=== RECORDS PROVIDED ===

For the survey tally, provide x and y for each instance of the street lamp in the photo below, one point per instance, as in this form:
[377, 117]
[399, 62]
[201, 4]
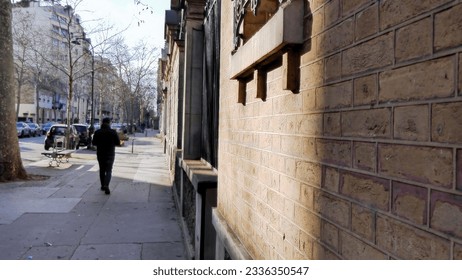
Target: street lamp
[92, 114]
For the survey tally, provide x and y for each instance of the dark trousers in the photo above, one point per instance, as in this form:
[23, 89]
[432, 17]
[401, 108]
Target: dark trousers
[105, 170]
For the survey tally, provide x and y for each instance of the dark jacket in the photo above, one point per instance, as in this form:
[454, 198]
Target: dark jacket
[105, 140]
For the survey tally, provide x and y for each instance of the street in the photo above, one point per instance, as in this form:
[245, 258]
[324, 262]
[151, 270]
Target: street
[31, 149]
[68, 217]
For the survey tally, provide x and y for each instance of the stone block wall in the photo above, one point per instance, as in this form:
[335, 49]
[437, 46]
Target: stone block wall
[365, 161]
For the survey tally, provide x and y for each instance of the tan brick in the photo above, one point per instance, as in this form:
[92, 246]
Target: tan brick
[410, 202]
[459, 169]
[331, 12]
[309, 124]
[352, 6]
[276, 143]
[292, 145]
[290, 232]
[287, 103]
[330, 235]
[365, 90]
[290, 188]
[317, 24]
[289, 209]
[366, 189]
[460, 74]
[290, 167]
[365, 156]
[393, 12]
[308, 172]
[414, 40]
[372, 123]
[336, 38]
[309, 149]
[408, 243]
[420, 164]
[374, 54]
[308, 51]
[355, 249]
[332, 126]
[335, 96]
[333, 208]
[306, 196]
[320, 252]
[309, 100]
[312, 75]
[446, 213]
[306, 245]
[457, 251]
[334, 151]
[448, 25]
[446, 124]
[275, 200]
[362, 222]
[333, 69]
[367, 22]
[307, 221]
[414, 83]
[411, 123]
[331, 179]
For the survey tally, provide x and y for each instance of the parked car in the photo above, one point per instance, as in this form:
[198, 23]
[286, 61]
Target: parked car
[84, 134]
[121, 132]
[35, 129]
[46, 127]
[59, 130]
[23, 129]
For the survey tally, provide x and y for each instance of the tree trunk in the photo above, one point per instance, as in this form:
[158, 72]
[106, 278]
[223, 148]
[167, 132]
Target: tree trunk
[11, 167]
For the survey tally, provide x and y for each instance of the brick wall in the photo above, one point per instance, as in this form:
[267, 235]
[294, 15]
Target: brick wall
[365, 162]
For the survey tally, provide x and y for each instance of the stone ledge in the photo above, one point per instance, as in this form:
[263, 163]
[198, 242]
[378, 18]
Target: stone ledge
[230, 241]
[283, 29]
[201, 174]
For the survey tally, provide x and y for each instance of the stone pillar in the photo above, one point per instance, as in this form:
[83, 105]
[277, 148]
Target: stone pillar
[192, 92]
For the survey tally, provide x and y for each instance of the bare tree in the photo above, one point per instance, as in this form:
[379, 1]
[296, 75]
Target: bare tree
[136, 67]
[22, 45]
[11, 166]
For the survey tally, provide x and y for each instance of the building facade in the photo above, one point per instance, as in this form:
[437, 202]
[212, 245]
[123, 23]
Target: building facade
[46, 32]
[338, 130]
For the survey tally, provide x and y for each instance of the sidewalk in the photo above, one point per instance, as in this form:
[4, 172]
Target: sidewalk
[69, 217]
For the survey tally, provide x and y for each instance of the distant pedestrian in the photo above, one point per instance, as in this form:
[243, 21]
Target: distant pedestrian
[105, 139]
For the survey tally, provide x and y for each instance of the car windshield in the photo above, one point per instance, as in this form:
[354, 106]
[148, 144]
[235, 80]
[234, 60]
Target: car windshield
[58, 130]
[80, 128]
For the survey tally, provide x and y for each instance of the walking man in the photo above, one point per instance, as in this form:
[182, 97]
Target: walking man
[105, 139]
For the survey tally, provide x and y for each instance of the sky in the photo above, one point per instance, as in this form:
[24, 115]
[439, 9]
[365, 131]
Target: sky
[124, 13]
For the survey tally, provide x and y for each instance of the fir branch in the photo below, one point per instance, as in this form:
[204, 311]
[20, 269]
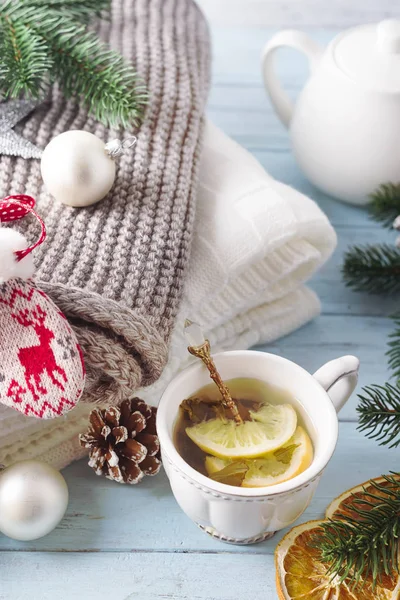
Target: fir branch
[71, 55]
[364, 543]
[24, 60]
[385, 205]
[372, 268]
[379, 414]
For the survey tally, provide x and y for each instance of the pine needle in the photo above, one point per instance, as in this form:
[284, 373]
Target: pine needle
[379, 414]
[372, 268]
[365, 544]
[385, 205]
[47, 41]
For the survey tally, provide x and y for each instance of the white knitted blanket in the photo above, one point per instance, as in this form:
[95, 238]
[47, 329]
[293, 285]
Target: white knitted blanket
[256, 242]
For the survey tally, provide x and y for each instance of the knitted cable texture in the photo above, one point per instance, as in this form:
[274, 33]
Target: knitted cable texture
[116, 269]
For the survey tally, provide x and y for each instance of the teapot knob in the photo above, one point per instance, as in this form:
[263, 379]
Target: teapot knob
[389, 36]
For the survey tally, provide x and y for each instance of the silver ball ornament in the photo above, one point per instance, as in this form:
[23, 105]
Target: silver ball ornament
[33, 500]
[76, 168]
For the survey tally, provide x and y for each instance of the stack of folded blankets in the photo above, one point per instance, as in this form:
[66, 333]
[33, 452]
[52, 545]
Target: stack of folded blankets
[194, 228]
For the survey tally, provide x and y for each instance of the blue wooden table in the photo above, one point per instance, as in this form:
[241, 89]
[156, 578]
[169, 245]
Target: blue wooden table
[118, 542]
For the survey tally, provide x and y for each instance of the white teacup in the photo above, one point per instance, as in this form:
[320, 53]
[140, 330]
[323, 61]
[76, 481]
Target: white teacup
[248, 515]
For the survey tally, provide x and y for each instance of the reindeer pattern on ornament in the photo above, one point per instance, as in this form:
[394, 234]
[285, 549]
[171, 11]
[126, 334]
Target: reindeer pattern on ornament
[45, 380]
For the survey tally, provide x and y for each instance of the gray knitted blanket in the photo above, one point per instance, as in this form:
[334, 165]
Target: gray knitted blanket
[116, 269]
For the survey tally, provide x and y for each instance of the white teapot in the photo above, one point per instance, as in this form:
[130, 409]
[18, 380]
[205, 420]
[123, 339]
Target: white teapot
[345, 126]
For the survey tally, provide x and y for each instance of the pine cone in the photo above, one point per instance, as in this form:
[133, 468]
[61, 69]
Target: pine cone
[122, 441]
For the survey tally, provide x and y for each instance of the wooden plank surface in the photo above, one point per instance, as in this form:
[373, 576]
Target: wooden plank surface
[125, 542]
[298, 13]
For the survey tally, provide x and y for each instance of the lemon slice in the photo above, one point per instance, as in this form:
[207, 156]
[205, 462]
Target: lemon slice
[271, 427]
[275, 467]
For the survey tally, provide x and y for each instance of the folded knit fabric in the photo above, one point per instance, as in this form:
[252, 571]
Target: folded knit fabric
[116, 269]
[256, 241]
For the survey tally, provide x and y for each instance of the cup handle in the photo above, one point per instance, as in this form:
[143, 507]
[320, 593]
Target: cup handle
[339, 378]
[293, 39]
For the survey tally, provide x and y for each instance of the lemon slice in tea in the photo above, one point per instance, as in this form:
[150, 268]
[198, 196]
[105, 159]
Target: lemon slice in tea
[271, 427]
[275, 467]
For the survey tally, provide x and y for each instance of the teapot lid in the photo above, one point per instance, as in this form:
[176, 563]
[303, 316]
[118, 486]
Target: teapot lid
[370, 55]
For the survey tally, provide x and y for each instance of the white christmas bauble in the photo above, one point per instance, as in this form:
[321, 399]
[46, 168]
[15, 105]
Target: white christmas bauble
[76, 168]
[33, 500]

===

INSTRUCTION —
Repeat all the data as it stands, dropping any images it holds.

WRITTEN SOLUTION —
For the survey tally, provide x and y for each instance of the street lamp in the photo below, one point per instance, as in this form:
[377, 117]
[399, 62]
[201, 4]
Target: street lamp
[92, 114]
For the survey tally, provide x and y for each instance of the dark trousers in the photo above, one point per instance, as in this form:
[23, 89]
[432, 17]
[401, 108]
Target: dark trousers
[105, 170]
For the survey tally, provide x and y for each instance of the dark jacket in the photo above, one point per instance, as in this form:
[454, 198]
Target: dark jacket
[105, 140]
For the survey tally, provide x and y for each instance of the street in the photo above, one point per instance, as in this form:
[245, 258]
[324, 262]
[151, 270]
Target: street
[31, 149]
[68, 217]
For the survey tally, provide x and y for each instance of the stone block wall in the photo above, one point per instance, as in this form:
[335, 49]
[437, 46]
Target: stone block wall
[365, 161]
For the survey tally, provide x and y for each instance of the tan brick in the photo above, one point per instance, as in this form:
[92, 246]
Target: tan brick
[410, 202]
[459, 169]
[331, 12]
[309, 124]
[352, 6]
[276, 143]
[292, 145]
[290, 232]
[287, 103]
[330, 235]
[365, 90]
[290, 188]
[317, 24]
[289, 209]
[366, 189]
[460, 74]
[290, 167]
[365, 156]
[393, 12]
[308, 172]
[414, 40]
[372, 123]
[336, 38]
[309, 149]
[408, 243]
[420, 164]
[374, 54]
[308, 51]
[355, 249]
[332, 126]
[335, 96]
[333, 208]
[306, 196]
[320, 252]
[309, 100]
[312, 75]
[446, 213]
[306, 245]
[457, 251]
[334, 151]
[448, 25]
[446, 124]
[275, 200]
[362, 222]
[333, 69]
[367, 22]
[307, 221]
[414, 83]
[411, 123]
[331, 179]
For the survey tally, provide x and y for each instance of the parked car in the photo above, one point per instance, as in this form:
[198, 23]
[286, 61]
Target: parked car
[84, 134]
[121, 132]
[35, 129]
[46, 127]
[59, 130]
[23, 129]
For the survey tally, provide x and y for each instance of the tree trunk in the photo above, one point per instance, as in this form:
[158, 72]
[106, 278]
[223, 148]
[167, 132]
Target: tree trunk
[11, 167]
For the survey tally, provide x and y for each instance of the brick wall in the photo above, one point per instance, as in this form:
[267, 235]
[294, 15]
Target: brick wall
[365, 162]
For the survey tally, provide x and y for each instance of the stone ledge in the photo above, one point per instance, as in this form:
[263, 163]
[198, 242]
[378, 18]
Target: stone ledge
[230, 241]
[283, 29]
[201, 174]
For the survey tally, provide x and y for each instance of the stone pillar in the photo above, one point per instance, as in this form:
[83, 105]
[277, 148]
Target: stone pillar
[192, 92]
For the survey tally, provide x and y for each instance of the bare tree in the photo above, one point per instance, as in this form:
[379, 1]
[296, 75]
Target: bare tree
[136, 67]
[22, 45]
[11, 166]
For the survey tally, provide x and y for each instance of the building facade in the photo above, one point per instance, as in this form:
[437, 202]
[212, 245]
[123, 23]
Target: building facade
[46, 32]
[338, 130]
For the survey tally, provide x and y for each instance of the sidewalk in the photo above, one point per instance, as in this form:
[4, 172]
Target: sidewalk
[69, 217]
For the survey tally, provide x and y for each instance of the distant pedestrian in the photo above, one point per instance, as in this form:
[243, 21]
Target: distant pedestrian
[105, 139]
For the survey tally, provide x and y for each instance of the car windshield in the photo above, one point per instance, as in this form:
[354, 106]
[148, 144]
[235, 80]
[234, 60]
Target: car windshield
[58, 130]
[80, 128]
For the survey tally, provide x and y for each instance of the walking man in the photo above, one point per instance, as in this form:
[182, 97]
Target: walking man
[105, 139]
For the survey tally, provide x and y for each instance of the sky in the photo above, one point per instance, as in this form:
[24, 115]
[439, 9]
[365, 131]
Target: sky
[124, 13]
For the survey tally, provide x and y for each instance of the fir branch in the photo below, one point per instance, as in this form:
[204, 311]
[20, 269]
Target: fir branch
[71, 55]
[364, 543]
[24, 60]
[385, 205]
[372, 268]
[379, 414]
For the survey tally, provide x and y for each instance of the pine needle in the photo above, one point per instance, as in this form:
[284, 373]
Target: pine needle
[379, 414]
[372, 268]
[365, 544]
[385, 205]
[47, 41]
For the survey tally, provide x and y for each instance of the white knitted blanket in the photo above, one point per instance, as in this form:
[95, 238]
[47, 329]
[293, 285]
Target: white knitted blanket
[256, 242]
For the survey tally, provide x and y for each instance of the knitted cable texture in the photo above, one point per instance, as in this form:
[274, 33]
Target: knitted cable texture
[116, 269]
For the survey tally, provide x and y for each instance of the teapot knob in the photo above, one point per instance, as in this form:
[263, 379]
Target: teapot knob
[389, 36]
For the survey tally, provide x and y for each instance of the silver ball ornament in the photo above, one point per instance, as in this form:
[23, 105]
Target: silver ball ornament
[33, 500]
[76, 168]
For the survey tally, provide x and y for each instance of the stack of folded blankets in the photo above, one point per instance, as in this form:
[66, 333]
[33, 452]
[52, 545]
Target: stack of folded blankets
[194, 228]
For the survey tally, provide x and y for each instance of the blue wooden table in the photo above, one point per instance, as in this form:
[241, 89]
[156, 578]
[169, 245]
Target: blue wooden table
[118, 542]
For the survey tally, provide x and y for each instance of the white teacup in the photo above, one point per instance, as in this form:
[320, 53]
[140, 330]
[323, 61]
[76, 481]
Target: white teacup
[248, 515]
For the survey tally, provide x and y for each instance of the reindeer pattern on ornament in the photo above, one point per instance, as in this form:
[394, 234]
[285, 549]
[171, 11]
[126, 334]
Target: reindeer pattern on ornament
[45, 380]
For the survey tally, provide x and y for each instance of the gray knitted blanket in the photo above, one point per instance, as in this form:
[334, 165]
Target: gray knitted blanket
[116, 269]
For the survey tally, provide x and y for each instance of the white teapot in the photo above, one point per instance, as in this form:
[130, 409]
[18, 380]
[205, 420]
[123, 339]
Target: white teapot
[345, 126]
For the survey tally, provide x and y for each instance of the pine cone in the photo above, one point per instance, as in this form:
[133, 468]
[61, 69]
Target: pine cone
[122, 441]
For the survey tally, provide x and y for each instance of the wooden plank surface in the photo above, one point per instance, as in this form:
[373, 576]
Target: wooden plank surface
[125, 542]
[298, 13]
For the survey tally, provide x and y for each instance of the lemon slice in the photo above, one point per instance, as in this form:
[207, 156]
[205, 462]
Target: lemon slice
[271, 427]
[275, 467]
For the survey tally, provide x and y for each instance of the folded knit fabric in the photo above, one point per instance, as in this form:
[252, 571]
Target: folded knit fabric
[116, 269]
[256, 241]
For the survey tally, provide x and y for each instance of the cup handle in the photo above, one point per instance, as in this form:
[143, 507]
[320, 593]
Target: cup handle
[339, 378]
[293, 39]
For the survey tally, provide x and y for each instance of the lemon slice in tea in the photo above, one point per instance, as in this form:
[150, 268]
[198, 196]
[105, 159]
Target: lemon slice in tea
[271, 427]
[275, 467]
For the survey tally, provide x and y for each instance of the teapot lid in the photo above, one point per instance, as in this form:
[176, 563]
[303, 316]
[118, 486]
Target: teapot lid
[370, 55]
For the survey tally, provide x and y for each instance of the white christmas bauble in the photo above, one point per instance, as in this form:
[321, 399]
[46, 168]
[15, 105]
Target: white christmas bauble
[76, 168]
[33, 500]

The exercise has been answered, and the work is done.